[Dataset records]

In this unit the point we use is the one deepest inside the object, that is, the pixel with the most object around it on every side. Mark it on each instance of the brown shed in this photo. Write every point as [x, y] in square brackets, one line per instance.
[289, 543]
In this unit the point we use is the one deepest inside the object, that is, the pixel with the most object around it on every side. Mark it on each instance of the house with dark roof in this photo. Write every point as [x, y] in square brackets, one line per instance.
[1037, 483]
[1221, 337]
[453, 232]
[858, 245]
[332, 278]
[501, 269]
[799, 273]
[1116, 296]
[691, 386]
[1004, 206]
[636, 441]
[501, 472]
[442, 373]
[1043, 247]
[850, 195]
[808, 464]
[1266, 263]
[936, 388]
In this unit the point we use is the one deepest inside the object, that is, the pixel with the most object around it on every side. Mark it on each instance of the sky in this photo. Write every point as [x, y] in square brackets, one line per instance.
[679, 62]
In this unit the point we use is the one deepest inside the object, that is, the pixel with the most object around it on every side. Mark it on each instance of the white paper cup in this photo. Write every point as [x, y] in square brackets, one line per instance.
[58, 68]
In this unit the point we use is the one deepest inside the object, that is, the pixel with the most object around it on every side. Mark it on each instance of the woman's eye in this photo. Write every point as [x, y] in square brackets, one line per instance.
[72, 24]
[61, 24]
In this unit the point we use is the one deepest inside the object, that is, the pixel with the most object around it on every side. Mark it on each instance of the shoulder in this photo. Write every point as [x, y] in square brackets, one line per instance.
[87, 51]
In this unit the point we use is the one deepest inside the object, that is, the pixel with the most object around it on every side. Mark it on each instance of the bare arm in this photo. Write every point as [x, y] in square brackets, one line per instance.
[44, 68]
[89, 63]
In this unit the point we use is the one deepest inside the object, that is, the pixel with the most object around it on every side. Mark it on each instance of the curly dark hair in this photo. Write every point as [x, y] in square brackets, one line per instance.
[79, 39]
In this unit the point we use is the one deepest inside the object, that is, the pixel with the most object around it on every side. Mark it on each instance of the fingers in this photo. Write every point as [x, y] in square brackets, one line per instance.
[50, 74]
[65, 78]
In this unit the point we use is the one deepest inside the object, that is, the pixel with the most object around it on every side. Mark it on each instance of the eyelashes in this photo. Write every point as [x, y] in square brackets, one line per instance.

[/Dataset records]

Exercise description: Retype every entry word for word.

Response to the exercise:
In this unit the point we use is the one deepest inside the object, that is, the pixel with the most object around it on every side. Mark it on each instance of the brown shed in this photo. Write every point as [x, y] in square brackets, one line per instance.
[289, 543]
In this unit the point we use is the one deepest inside the object, that is, the pixel with the most object around it on every side. Mark it on each instance of the house with dark roof in this photo. Write every point as [x, y] in square brackets, one line per instance.
[1037, 483]
[1221, 337]
[453, 232]
[858, 245]
[332, 278]
[501, 269]
[799, 273]
[1116, 296]
[691, 386]
[1004, 206]
[636, 441]
[501, 472]
[442, 373]
[1043, 247]
[850, 195]
[808, 464]
[1266, 263]
[936, 388]
In this unit the point we use is the one deepest inside the object, that is, the pixel with the most object around it on every side. Mark it on each instance of the sky in this photo. Write every point as [x, y] in square brackets, one line per instance.
[679, 62]
In this unit the point we use is the one deepest inside the object, that is, the pixel with the most object around it on every side. Mark it on each instance of the white paper cup in this photo. Write every point as [x, y] in square brackets, one line per instance.
[58, 68]
In this unit the point we use is the one deepest inside the object, that is, the pixel with the most object around it on every side. Mark it on each instance of the woman's eye in this photo. Write every point as [x, y] in square brackets, one line per instance.
[72, 24]
[61, 24]
In this unit the point we use is the one deepest inside the object, that is, the pixel with the most object around it on every side. Mark it on each instance of the shoulder in this photo. Write every point as [x, y] in square brackets, one line per instance.
[87, 51]
In this unit the point we use is the one deepest inside the object, that is, the pixel with the most object around it on every side. Mark it on each instance of the bare arm in this photo. Write every point as [x, y] in square brackets, one line per instance.
[44, 68]
[89, 63]
In this unit the point we use is the one deepest inside the object, that is, the pixel with the most object around it on every side. Mark it on each instance of the curly dark hair in this photo. Write every point as [x, y] in square brackets, one line per instance.
[79, 39]
In this unit the point we use is the one deepest inside the object, that is, the pixel with the most object around it on every side. Mark it on each instance of the fingers in this photo. Write every point as [x, y] in square brackets, one line per instance.
[50, 74]
[65, 78]
In this unit the point we use is the one deepest inside the object, that is, the pixel with the most object around it on every side. Mark it on each instance of the eyelashes in this photo. Write every point as [x, y] in square brackets, one line per instance.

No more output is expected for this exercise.